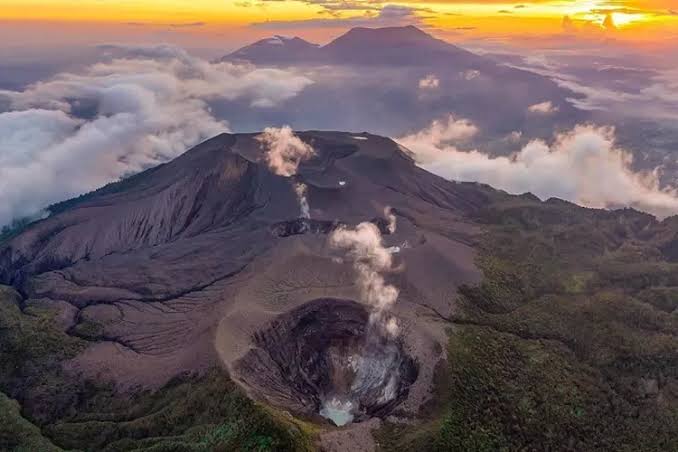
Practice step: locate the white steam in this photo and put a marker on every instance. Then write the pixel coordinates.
(371, 260)
(301, 190)
(583, 165)
(76, 132)
(284, 150)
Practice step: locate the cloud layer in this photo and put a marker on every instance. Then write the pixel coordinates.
(76, 132)
(583, 165)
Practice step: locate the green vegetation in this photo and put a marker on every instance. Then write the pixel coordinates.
(569, 343)
(18, 434)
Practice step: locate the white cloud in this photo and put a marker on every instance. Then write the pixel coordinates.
(583, 165)
(470, 74)
(443, 131)
(429, 82)
(76, 132)
(544, 108)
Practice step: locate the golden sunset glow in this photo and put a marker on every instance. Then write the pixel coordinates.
(633, 20)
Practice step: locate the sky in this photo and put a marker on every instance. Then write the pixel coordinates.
(227, 24)
(92, 91)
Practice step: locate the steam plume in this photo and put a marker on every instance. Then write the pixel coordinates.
(371, 260)
(300, 189)
(75, 132)
(284, 150)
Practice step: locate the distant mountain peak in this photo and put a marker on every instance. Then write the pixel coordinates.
(276, 49)
(408, 33)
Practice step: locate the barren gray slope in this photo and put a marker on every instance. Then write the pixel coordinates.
(148, 270)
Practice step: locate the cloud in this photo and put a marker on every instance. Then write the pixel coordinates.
(429, 82)
(470, 74)
(284, 150)
(568, 25)
(543, 108)
(608, 22)
(444, 131)
(584, 166)
(387, 16)
(76, 132)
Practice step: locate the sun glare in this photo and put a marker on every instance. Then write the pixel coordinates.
(623, 19)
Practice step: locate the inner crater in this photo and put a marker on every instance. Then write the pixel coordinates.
(325, 359)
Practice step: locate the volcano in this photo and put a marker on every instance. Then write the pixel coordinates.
(205, 263)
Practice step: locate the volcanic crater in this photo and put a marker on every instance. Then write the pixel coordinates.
(327, 357)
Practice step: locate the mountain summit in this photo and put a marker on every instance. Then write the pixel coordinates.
(277, 49)
(407, 45)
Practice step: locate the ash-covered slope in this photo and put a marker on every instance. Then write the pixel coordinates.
(523, 324)
(150, 270)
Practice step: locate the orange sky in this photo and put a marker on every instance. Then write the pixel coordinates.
(643, 21)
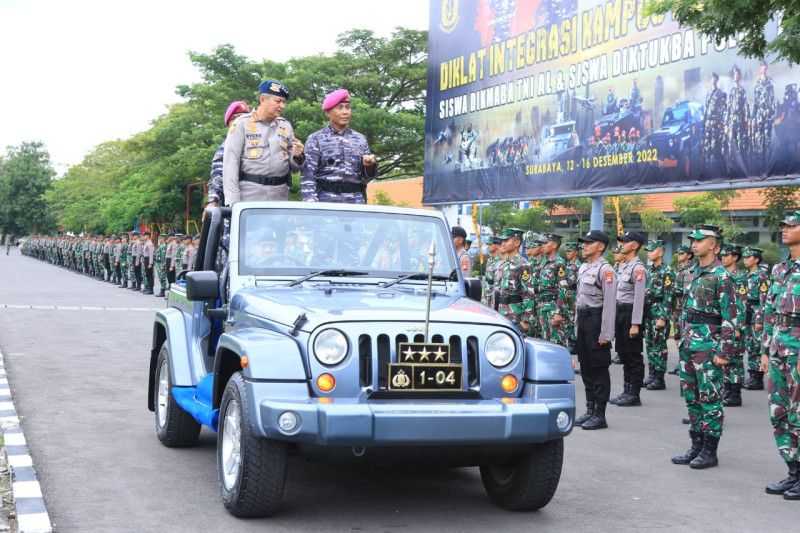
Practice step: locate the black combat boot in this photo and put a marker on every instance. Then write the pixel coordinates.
(755, 381)
(598, 419)
(621, 395)
(658, 382)
(734, 398)
(793, 493)
(632, 398)
(587, 415)
(691, 453)
(651, 375)
(779, 487)
(708, 455)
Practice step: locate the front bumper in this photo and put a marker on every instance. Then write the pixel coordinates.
(531, 418)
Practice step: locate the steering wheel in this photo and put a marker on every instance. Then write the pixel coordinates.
(283, 259)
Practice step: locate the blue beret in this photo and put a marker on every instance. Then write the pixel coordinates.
(273, 87)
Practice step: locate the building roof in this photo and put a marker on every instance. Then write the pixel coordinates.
(409, 192)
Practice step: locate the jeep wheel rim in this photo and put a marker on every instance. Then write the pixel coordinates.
(163, 394)
(231, 444)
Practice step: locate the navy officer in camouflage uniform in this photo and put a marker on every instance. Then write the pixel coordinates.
(338, 161)
(261, 150)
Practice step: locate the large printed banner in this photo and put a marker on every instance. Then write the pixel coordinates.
(545, 98)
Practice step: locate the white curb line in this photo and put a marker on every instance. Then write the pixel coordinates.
(32, 516)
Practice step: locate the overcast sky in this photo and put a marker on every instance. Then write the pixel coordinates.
(76, 73)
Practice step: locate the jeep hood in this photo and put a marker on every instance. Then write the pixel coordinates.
(326, 303)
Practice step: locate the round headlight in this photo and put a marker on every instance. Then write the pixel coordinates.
(330, 347)
(500, 349)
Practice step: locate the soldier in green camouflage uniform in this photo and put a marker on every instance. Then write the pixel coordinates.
(550, 293)
(737, 119)
(683, 279)
(707, 344)
(734, 370)
(533, 250)
(570, 285)
(161, 266)
(487, 281)
(781, 358)
(512, 277)
(763, 117)
(757, 289)
(714, 129)
(658, 303)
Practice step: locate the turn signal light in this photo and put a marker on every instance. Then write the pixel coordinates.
(509, 383)
(326, 382)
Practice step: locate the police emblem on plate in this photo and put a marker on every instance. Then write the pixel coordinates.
(449, 15)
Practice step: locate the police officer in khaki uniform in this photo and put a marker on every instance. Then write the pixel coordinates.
(261, 151)
(595, 315)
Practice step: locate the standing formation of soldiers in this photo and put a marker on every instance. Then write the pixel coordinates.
(130, 261)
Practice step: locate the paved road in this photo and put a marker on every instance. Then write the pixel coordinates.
(79, 378)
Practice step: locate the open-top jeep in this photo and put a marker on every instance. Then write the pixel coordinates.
(339, 329)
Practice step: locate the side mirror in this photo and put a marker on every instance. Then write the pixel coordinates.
(474, 288)
(202, 285)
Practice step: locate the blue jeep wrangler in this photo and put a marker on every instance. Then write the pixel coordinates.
(332, 330)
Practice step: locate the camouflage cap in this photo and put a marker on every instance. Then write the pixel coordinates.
(752, 251)
(507, 233)
(653, 244)
(731, 249)
(791, 219)
(704, 231)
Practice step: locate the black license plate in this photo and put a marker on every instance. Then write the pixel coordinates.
(424, 377)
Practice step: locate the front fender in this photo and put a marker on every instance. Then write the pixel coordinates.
(546, 362)
(177, 339)
(272, 356)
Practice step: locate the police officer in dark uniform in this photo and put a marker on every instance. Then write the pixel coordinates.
(595, 314)
(631, 289)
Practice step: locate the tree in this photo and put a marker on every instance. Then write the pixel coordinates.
(742, 19)
(655, 222)
(779, 200)
(25, 175)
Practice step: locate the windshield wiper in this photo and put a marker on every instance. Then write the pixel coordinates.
(421, 276)
(332, 273)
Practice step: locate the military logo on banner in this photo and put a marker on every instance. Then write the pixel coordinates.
(449, 18)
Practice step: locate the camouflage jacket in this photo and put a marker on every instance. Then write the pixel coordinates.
(334, 156)
(757, 289)
(783, 298)
(512, 277)
(712, 295)
(550, 293)
(658, 292)
(739, 278)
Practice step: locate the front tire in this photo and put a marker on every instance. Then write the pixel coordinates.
(175, 427)
(529, 481)
(251, 469)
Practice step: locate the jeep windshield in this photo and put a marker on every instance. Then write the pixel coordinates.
(300, 242)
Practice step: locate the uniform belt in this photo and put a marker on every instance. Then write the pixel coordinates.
(507, 300)
(695, 317)
(339, 187)
(272, 181)
(789, 321)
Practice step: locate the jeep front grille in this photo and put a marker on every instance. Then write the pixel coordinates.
(375, 352)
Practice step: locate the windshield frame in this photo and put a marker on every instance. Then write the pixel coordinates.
(242, 212)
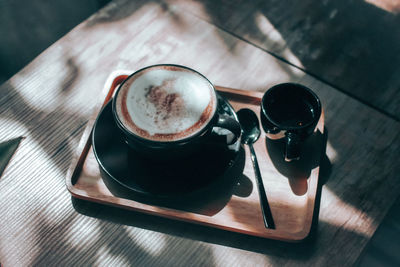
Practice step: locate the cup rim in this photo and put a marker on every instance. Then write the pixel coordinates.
(131, 134)
(299, 86)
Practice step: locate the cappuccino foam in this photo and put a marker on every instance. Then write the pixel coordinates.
(166, 103)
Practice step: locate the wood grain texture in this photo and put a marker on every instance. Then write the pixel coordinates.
(354, 46)
(292, 193)
(51, 100)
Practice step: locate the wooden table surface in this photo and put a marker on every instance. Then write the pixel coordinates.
(51, 99)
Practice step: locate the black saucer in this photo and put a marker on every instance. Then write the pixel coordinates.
(127, 174)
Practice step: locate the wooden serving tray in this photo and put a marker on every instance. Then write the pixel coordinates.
(291, 187)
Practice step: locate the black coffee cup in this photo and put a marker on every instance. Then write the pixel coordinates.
(291, 112)
(168, 146)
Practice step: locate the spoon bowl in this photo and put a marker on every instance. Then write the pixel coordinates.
(250, 134)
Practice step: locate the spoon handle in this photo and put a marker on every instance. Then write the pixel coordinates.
(266, 210)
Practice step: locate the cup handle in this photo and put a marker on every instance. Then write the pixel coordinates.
(230, 124)
(292, 149)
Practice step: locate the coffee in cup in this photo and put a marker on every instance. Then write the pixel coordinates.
(166, 109)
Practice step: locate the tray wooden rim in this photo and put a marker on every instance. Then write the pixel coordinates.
(84, 146)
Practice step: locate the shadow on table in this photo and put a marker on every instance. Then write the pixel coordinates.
(313, 155)
(301, 250)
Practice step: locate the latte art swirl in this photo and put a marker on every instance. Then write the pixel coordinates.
(165, 103)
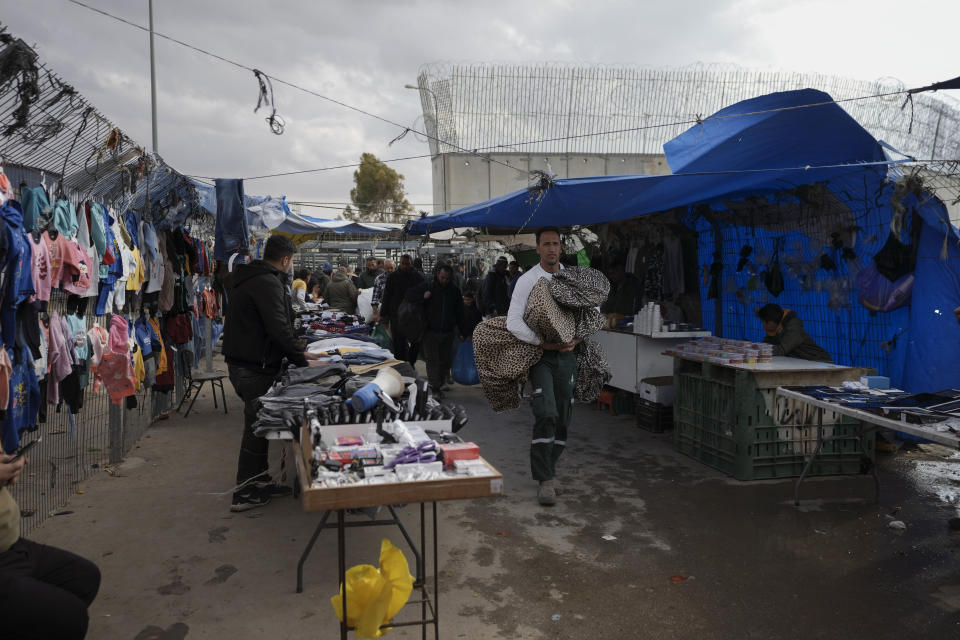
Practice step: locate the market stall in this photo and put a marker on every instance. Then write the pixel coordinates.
(635, 356)
(366, 432)
(726, 413)
(933, 417)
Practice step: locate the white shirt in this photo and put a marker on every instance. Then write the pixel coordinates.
(518, 304)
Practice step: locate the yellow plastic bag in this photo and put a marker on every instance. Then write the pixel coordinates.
(375, 596)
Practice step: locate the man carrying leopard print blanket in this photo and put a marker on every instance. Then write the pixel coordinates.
(554, 375)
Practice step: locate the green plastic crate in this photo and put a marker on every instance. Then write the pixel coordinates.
(722, 417)
(623, 403)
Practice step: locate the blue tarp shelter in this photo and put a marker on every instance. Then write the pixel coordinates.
(793, 176)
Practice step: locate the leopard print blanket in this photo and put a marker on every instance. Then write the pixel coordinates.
(558, 310)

..............................

◆ **YOUR GOAL**: Output exactly the lines between the one containing "Practice step: locate the market" and the final line above, both inclusive.

◆ **WRITTEN SOLUTION**:
Practice step: locate the market stall in this photo and put a marker on every instance. Then write the pixel coordinates.
(635, 356)
(366, 432)
(726, 413)
(933, 417)
Practice step: locate the white shirt in this photo and put a marker on every instance. Then write the pixel coordinates.
(518, 304)
Practice step: locate the yellow plastic bag in this photo and put a marker on every instance. Then write the pixel coordinates.
(375, 596)
Practice step: locate the man carrying leopard print blanket in this photo and put a marker on every instance. Then write the pixel coordinates.
(554, 375)
Practice step: locate the green plastic crate in this photo and put a marker on every instance. Then write the pixel coordinates.
(722, 417)
(623, 403)
Practice step: locate the blue tarp shelter in this photo and put a marker on every instance. Then write the pixel coordinates.
(793, 176)
Practice step: locate the leopard print blanket in this photo and put a marker on every instance. Then write the pixel coordinates.
(558, 310)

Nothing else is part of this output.